• **Passage**:
—————

Table 11.1. Rendering action based on zoom event

zoom event

Countries rendered as

Triangles rendered as

zoomed

Canvas

Canvas

zoomInitialized

Canvas

Hide SVG

zoomFinished

Canvas

SVG

As you can see in the following listing, this code is inefficient, but I wanted to be explicit about this functionality, because it’s a bit convoluted.

Listing 11.9. Zoom functions for mixed rendering

As a result of this new code, we have a map that uses canvas rendering when users zoom and pan, but SVG rendering when the map is fixed in place and users have the ability to click, mouse over, or otherwise interact with the graphical elements. It’s the best of both worlds. The only drawback of this approach is that we have to invest more time making sure our <canvas> element and our <svg> element line up perfectly, and that our opacity, fill colors, and so on are close enough matches that it’s not jarring to the user to see the different modes. I haven’t done this in the previous code, so that you can see that the two modes are in operation at the same time, and that’s reflected in the difference between the two graphical outputs in figure 11.6.

Figure 11.6. The same randomly generated triangles rendered in SVG while the map isn’t being zoomed or panned (left) and in canvas while the map is being zoomed or panned (right). Notice that only the SVG triangles have different fill values based on user interaction, because that isn’t factored into the canvas drawing code for the triangles on the right.

The kind of pixel-perfect alignment necessary to make the transition from one mode to another, as well as the fastidious color matching also required, isn’t something I have the space to explain in this book, but you’ll need to do both to make the best interactive information visualization. If you look closely at figure 11.6, you’ll notice that the canvas element (on the right) is a pixel or so shifted up and to the left, and that’s without testing it in other browsers that may have different default settings for <canvas> or <svg> or both.

Finally, using canvas and SVG drawing simultaneously may present a difficulty. Say we want to draw a canvas layer over an SVG layer because we want the canvas layer to appear above some of our SVG elements visually but below other SVG elements, and we want interactivity on all them. In that case we’d need to sandwich our canvas layer between our SVG layers and set the pointer-events style of our canvas layer, as shown in figure 11.7.

Figure 11.7. Placing interactive SVG elements below a <canvas> element requires that you set its pointer-events style to "none", even if it has a transparent background, in order to register click events on the <svg> element underneath it.

—————

• **Extracted information**:
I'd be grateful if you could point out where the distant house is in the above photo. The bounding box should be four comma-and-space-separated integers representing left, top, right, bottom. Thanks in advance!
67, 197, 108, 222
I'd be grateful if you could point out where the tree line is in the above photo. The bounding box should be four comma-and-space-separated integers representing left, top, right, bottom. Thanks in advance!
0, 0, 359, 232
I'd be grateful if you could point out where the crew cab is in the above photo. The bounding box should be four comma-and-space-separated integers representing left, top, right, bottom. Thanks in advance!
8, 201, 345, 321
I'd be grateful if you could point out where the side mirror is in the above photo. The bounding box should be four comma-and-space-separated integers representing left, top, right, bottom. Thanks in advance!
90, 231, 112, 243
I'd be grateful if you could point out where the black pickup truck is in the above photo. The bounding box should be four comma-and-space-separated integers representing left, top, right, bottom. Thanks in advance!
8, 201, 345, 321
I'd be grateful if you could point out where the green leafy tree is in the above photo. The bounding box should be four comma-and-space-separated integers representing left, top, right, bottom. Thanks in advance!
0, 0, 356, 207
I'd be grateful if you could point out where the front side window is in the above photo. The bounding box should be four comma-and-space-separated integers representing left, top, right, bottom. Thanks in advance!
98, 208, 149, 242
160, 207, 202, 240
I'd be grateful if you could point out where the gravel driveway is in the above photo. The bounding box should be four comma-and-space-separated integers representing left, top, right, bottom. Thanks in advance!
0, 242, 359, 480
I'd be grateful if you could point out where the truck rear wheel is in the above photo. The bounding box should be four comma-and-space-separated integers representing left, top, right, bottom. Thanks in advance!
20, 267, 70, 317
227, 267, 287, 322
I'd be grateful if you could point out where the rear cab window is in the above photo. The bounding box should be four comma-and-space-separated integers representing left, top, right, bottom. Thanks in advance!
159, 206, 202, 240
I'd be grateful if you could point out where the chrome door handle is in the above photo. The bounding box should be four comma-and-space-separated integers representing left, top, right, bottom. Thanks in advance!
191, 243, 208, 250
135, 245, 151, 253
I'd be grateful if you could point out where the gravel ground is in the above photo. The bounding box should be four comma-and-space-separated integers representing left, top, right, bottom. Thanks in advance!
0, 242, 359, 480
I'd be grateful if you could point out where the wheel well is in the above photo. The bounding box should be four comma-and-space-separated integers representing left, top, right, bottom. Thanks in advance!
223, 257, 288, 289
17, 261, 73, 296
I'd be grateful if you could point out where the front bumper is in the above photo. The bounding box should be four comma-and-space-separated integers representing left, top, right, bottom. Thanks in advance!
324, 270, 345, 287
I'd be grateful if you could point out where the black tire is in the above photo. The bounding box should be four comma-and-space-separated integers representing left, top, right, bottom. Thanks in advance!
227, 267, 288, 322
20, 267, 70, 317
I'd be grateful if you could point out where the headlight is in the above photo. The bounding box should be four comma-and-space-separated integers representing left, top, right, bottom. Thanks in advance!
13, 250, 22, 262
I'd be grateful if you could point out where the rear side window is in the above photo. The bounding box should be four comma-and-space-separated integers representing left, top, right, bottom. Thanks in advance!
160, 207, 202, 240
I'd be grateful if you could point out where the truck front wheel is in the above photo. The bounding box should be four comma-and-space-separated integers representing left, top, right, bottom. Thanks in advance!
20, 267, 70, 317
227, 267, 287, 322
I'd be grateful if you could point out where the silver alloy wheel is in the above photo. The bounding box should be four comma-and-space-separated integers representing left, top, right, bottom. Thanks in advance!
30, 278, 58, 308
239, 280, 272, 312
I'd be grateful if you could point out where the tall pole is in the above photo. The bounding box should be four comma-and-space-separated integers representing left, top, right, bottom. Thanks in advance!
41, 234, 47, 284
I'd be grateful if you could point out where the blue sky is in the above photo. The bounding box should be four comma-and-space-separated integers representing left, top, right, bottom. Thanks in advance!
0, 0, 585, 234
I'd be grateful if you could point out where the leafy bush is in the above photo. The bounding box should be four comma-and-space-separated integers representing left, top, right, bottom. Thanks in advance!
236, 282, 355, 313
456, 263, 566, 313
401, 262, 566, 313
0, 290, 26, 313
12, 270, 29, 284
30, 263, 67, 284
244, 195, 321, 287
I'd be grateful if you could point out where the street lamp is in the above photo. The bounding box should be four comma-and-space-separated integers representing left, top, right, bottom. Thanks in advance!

—————

• **Aim 1**:
In the canvas and SVG passage, condense the paragraph beginning "As a result of this new code" into a bulleted list that keeps its main facts.
• **Aim 2**:
According to the canvas and SVG passage, are the following statements true? Answer yes or no for each, and quote the words that settle it.
(a) The map switches to canvas rendering while users zoom and pan.
(b) The author matched the colors of the two modes in the previous code.
(c) In figure 11.6, the canvas element is shifted slightly down and to the right.
• **Aim 3**:
Quote the canvas and SVG passage word for word, everything from "Listing 11.9. Zoom" down to "in figure 11.6.".
None of the data is needed here.

• **Problem solution 1**:
- The map uses canvas rendering while users zoom and pan.
- It uses SVG rendering when the map is fixed, so users can click, mouse over, or otherwise interact with the graphical elements.
- The only drawback is the extra time needed to line up the <canvas> and <svg> elements perfectly and to match opacity, fill colors, and so on closely enough that switching modes isn't jarring.
- The previous code doesn't do this, so both modes can be seen operating at once. This shows in the difference between the two outputs in figure 11.6.

• **Problem solution 2**:
(a) Yes: "we have a map that uses canvas rendering when users zoom and pan"
(b) No: "I haven’t done this in the previous code"
(c) No: "the canvas element (on the right) is a pixel or so shifted up and to the left"

• **Problem solution 3**:
Listing 11.9. Zoom functions for mixed rendering

As a result of this new code, we have a map that uses canvas rendering when users zoom and pan, but SVG rendering when the map is fixed in place and users have the ability to click, mouse over, or otherwise interact with the graphical elements. It’s the best of both worlds. The only drawback of this approach is that we have to invest more time making sure our <canvas> element and our <svg> element line up perfectly, and that our opacity, fill colors, and so on are close enough matches that it’s not jarring to the user to see the different modes. I haven’t done this in the previous code, so that you can see that the two modes are in operation at the same time, and that’s reflected in the difference between the two graphical outputs in figure 11.6.